§ **EXERCISE OBJECTIVE**
Pictures aside, write out every record exactly as it appears.

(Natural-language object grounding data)
== == ==
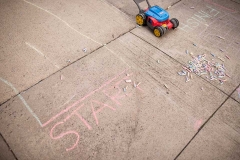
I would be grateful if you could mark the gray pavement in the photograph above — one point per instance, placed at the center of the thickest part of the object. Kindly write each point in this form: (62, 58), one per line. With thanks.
(79, 80)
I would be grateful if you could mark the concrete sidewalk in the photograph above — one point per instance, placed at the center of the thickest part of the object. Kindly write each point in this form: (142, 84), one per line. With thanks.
(79, 80)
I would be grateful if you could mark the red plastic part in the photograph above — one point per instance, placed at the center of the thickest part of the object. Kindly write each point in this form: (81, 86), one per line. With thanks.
(155, 23)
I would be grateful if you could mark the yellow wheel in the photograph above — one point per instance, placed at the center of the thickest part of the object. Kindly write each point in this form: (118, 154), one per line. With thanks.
(158, 31)
(141, 19)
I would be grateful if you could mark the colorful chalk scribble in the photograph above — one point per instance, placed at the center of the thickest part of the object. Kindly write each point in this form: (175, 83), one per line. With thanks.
(110, 89)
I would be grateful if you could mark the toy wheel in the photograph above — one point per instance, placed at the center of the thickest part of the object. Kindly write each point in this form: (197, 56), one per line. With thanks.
(158, 31)
(175, 22)
(141, 19)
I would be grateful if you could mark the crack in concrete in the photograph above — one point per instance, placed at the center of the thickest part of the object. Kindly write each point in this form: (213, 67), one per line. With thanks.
(134, 130)
(205, 124)
(9, 147)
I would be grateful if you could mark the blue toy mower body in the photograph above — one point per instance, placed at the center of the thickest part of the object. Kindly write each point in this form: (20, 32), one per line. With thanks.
(155, 18)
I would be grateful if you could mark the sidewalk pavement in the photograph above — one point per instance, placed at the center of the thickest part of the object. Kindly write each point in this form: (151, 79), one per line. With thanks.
(79, 80)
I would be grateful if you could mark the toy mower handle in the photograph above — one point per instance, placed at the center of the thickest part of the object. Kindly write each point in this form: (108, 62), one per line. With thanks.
(139, 1)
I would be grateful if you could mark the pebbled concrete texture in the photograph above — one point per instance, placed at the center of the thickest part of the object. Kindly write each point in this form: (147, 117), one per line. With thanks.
(220, 138)
(201, 26)
(130, 122)
(123, 97)
(33, 48)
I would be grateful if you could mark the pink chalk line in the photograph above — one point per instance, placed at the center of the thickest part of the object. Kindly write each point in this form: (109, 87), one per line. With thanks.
(85, 97)
(79, 116)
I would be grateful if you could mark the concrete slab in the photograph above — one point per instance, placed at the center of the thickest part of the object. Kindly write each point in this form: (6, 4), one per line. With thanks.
(130, 8)
(236, 94)
(5, 153)
(83, 112)
(220, 138)
(202, 26)
(50, 35)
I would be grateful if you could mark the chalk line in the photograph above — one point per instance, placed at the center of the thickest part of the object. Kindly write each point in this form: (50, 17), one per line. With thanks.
(22, 99)
(80, 100)
(31, 46)
(63, 22)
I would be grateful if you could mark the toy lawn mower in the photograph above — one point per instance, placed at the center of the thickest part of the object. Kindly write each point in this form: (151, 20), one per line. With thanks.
(156, 18)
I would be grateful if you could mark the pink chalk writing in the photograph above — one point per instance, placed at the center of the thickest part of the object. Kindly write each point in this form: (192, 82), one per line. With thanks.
(100, 109)
(79, 116)
(80, 100)
(111, 90)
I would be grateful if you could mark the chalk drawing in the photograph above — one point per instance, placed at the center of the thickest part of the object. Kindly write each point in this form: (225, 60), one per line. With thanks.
(103, 106)
(96, 106)
(64, 134)
(79, 116)
(22, 99)
(41, 54)
(82, 99)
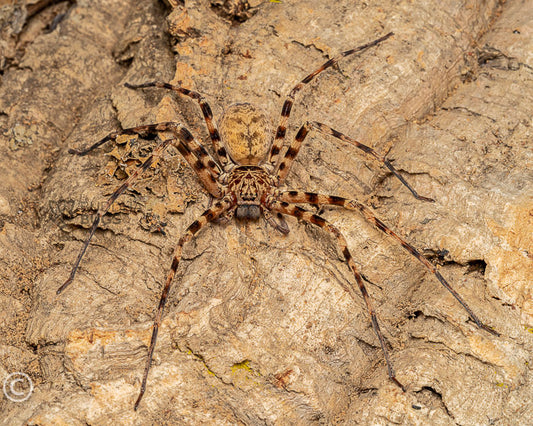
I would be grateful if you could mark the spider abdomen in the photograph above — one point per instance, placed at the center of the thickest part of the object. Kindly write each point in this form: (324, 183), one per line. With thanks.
(244, 130)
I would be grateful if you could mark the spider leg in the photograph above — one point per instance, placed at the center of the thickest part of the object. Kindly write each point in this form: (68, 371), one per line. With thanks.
(207, 216)
(206, 111)
(320, 199)
(287, 105)
(294, 148)
(302, 214)
(102, 211)
(281, 225)
(187, 146)
(194, 153)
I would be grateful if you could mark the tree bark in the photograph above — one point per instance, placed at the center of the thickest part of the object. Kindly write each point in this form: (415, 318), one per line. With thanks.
(258, 326)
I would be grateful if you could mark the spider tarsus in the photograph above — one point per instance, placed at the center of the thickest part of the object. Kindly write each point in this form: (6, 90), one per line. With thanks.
(77, 152)
(65, 285)
(421, 198)
(489, 329)
(395, 380)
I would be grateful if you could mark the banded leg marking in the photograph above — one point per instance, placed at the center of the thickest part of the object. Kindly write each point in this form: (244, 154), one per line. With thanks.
(207, 216)
(287, 105)
(294, 148)
(320, 199)
(302, 214)
(206, 111)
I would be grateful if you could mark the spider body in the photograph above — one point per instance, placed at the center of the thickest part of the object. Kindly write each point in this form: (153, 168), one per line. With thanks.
(250, 185)
(246, 175)
(244, 132)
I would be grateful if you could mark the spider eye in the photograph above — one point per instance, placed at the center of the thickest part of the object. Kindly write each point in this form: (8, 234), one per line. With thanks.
(244, 130)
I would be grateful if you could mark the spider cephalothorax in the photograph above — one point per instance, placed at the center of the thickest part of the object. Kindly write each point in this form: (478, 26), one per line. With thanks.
(249, 185)
(245, 177)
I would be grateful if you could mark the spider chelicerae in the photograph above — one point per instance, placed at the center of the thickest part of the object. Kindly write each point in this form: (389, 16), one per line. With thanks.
(245, 176)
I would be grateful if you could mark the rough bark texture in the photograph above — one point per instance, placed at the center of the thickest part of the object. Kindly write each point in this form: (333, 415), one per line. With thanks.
(258, 328)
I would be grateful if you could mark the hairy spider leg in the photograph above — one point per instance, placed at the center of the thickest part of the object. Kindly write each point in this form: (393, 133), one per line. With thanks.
(287, 105)
(302, 214)
(207, 216)
(187, 146)
(219, 149)
(286, 163)
(320, 199)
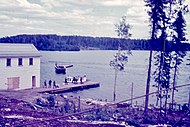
== == ==
§ **OUTPUT OF THE TASK**
I would be grateful if you could mark the gray pavement in the photograph above — one point per instance, placed at the center of the thickest part of the object. Kindly write each point in this form: (62, 58), one per line. With thanks.
(79, 80)
I would be grateful if you could mark the concrete sidewalk in the photograph above — one point per instance, placed at the center of the thickest part of the object. Kindly write each point in this form: (142, 84), one per line. With thanks.
(79, 80)
I would be grateful if you could mark the red plastic part in the photograph above — one point per instance, placed at the center of the thickest part of the object. Kindly write each point in this form: (81, 86), one per line. With thanks.
(155, 23)
I would be grateful if you could mark the yellow wheel in the photograph above — one point per instance, placed at the center of the thickest part of the object. Kindly write each point in this form: (118, 154), one per line. With thanks.
(158, 31)
(141, 19)
I would be grateful if you could mark the colorful chalk scribble in the photograph above — one point per instance, placed at the center of the thickest part of the object. Kindly write each point in this form: (175, 83), one per line. With thanks.
(110, 89)
I would be grateful if you could mark the toy wheel in the photograph above — one point per instance, placed at the center of the thickest part of the object. Kindly write each point in this form: (197, 56), one per line. With thanks.
(158, 31)
(175, 22)
(141, 19)
I would be grateful if you could mark the crack in concrete in the photograph above — one point per instance, placed at the center of the thickest part of the object. Kindly write each point in this form: (213, 67), one per line. With thanks.
(134, 130)
(205, 124)
(9, 147)
I would be grateful if you could mark the blue toy mower body in the photograph above — one point per instance, placed at the center of the thickest part of the object. Kindly write each point in this form: (20, 32), one per line. With thanks.
(155, 18)
I would be grateful if you could mark the sidewalk pavement in the photograph above — one point per instance, placed at the center of the thickest part of the object. Kindly write each point in this form: (151, 79), one per line. With thanks.
(79, 80)
I would be grateful if you could mark the toy mower handle in the photograph above — one point per instance, placed at the center of the thickest part of the object. Kindly write each point in this form: (108, 62), one per line. With thanks.
(139, 1)
I would be grateful if you could mark the pebbled concrete texture in the photograph above — one point per instance, placed at the center of the thickest part of the object. Kindly write each point in this form: (147, 117), one per line. With thanks.
(220, 138)
(201, 26)
(130, 122)
(123, 97)
(33, 48)
I would be grateful if you could mark the pink chalk line in the photograph above — one point per instance, placed at the center of the thickest part of the object. Kindly write each point in this form: (109, 87), one per line. With thanks.
(85, 97)
(79, 116)
I would be grateful if you could mark the concrete slab in the photograph above — one point per instance, placed at the center of the thickest part of the object. Kindly write each point in this form: (6, 4), one per line. With thanks.
(130, 8)
(236, 94)
(5, 153)
(83, 112)
(220, 138)
(202, 26)
(50, 35)
I would be grateful if you could mark the chalk line in the photograph above — one point per instance, placed at the center of the thickest part of the object. Kindly write each point in this form: (50, 17), one per line. With thanks.
(22, 99)
(80, 100)
(31, 46)
(63, 22)
I would be grateful if you could mark the toy lawn mower in the photograph above — one point per instance, placed at the center of the thickest part of the object. Kindly write each point in this form: (151, 20), one per line. With thanks.
(156, 18)
I would be grateful if you could mark the pink chalk writing in the photograph above — one point per instance, placed at the center of the thickest part of the object. Kindly write each point in this form: (192, 82), one per line. With thanks.
(100, 109)
(79, 116)
(80, 100)
(111, 90)
I would be grateful if you could mark the chalk drawing in the photograph above — one point per instance, placed at the center of the thickest part of the object. Kindly write each point in this form: (225, 60), one per line. With thanks.
(103, 106)
(96, 106)
(64, 134)
(79, 116)
(22, 99)
(41, 54)
(82, 99)
I would be grateful if you could mark the spider abdomen in the photograph above — one point per instance, placed at the center of the thickest part of the object. Kindly write each point in this form: (324, 183), one per line. With thanks.
(244, 130)
I would be grateful if you could mark the spider leg in the photograph above — one point per instance, placed at the center of the thickest part of the object. Kindly write each point in this form: (68, 371), one per line. With thanks.
(207, 216)
(206, 111)
(320, 199)
(287, 105)
(294, 148)
(302, 214)
(102, 211)
(281, 225)
(187, 146)
(194, 153)
I would be grateful if you could mark the tree bark in the photograph above — one point per instance, placed at the center of the thickest part of the object. Kindly write each point in this form: (415, 318), one per line. With thanks.
(258, 326)
I would be grateful if you could mark the spider tarsus in the photograph above — one point per instance, placed at the center of the thickest part of the object. Kindly write each point in this form: (6, 90), one per line. With thanks.
(77, 152)
(65, 285)
(421, 198)
(489, 329)
(395, 380)
I would be grateful if you could mark the banded leg marking in the photograph above — one point per instance, placed at the center of the thickest part of the object. Kindly write each point in this form: (244, 154), one per line. With thanks.
(207, 216)
(287, 105)
(294, 148)
(320, 199)
(302, 214)
(206, 111)
I would be grateful if you could mark the spider body in the photograph above — one point per instance, placed at the center of the thickest part of the object. Kindly write each point in this form: (153, 168), one per line. With thanks.
(250, 185)
(246, 175)
(244, 132)
I would be grateful if you could mark the spider eye in the photograph above — one point per instance, placed at the center of the thickest part of the object. Kindly write each point in this form: (8, 234), one per line. With thanks.
(244, 130)
I would be grateful if you could mark the spider cephalothorax in the photograph above — one point per instance, placed at the center of the thickest part of the object. Kindly write each point in this form: (478, 26), one per line. With thanks.
(249, 185)
(245, 177)
I would be grateful if you could mark the spider chelicerae in the photograph above — one point per instance, placed at the center of the thickest part of the object. Kindly write each point in this form: (389, 16), one per line. With thanks.
(245, 176)
I would be grateful if you could mark the rough bark texture in the photograph above — one point per instance, placed at the center of the thickest part of the object. Kindly write each point in this form: (333, 415), one per line. With thanks.
(258, 328)
I would be grateful if you could mark the hairy spider leg in the photograph above — one point per instance, placed at the center of the thickest part of the object. Kindly write each point in this form: (393, 133), one per line. With thanks.
(287, 105)
(302, 214)
(207, 216)
(187, 146)
(219, 149)
(286, 163)
(320, 199)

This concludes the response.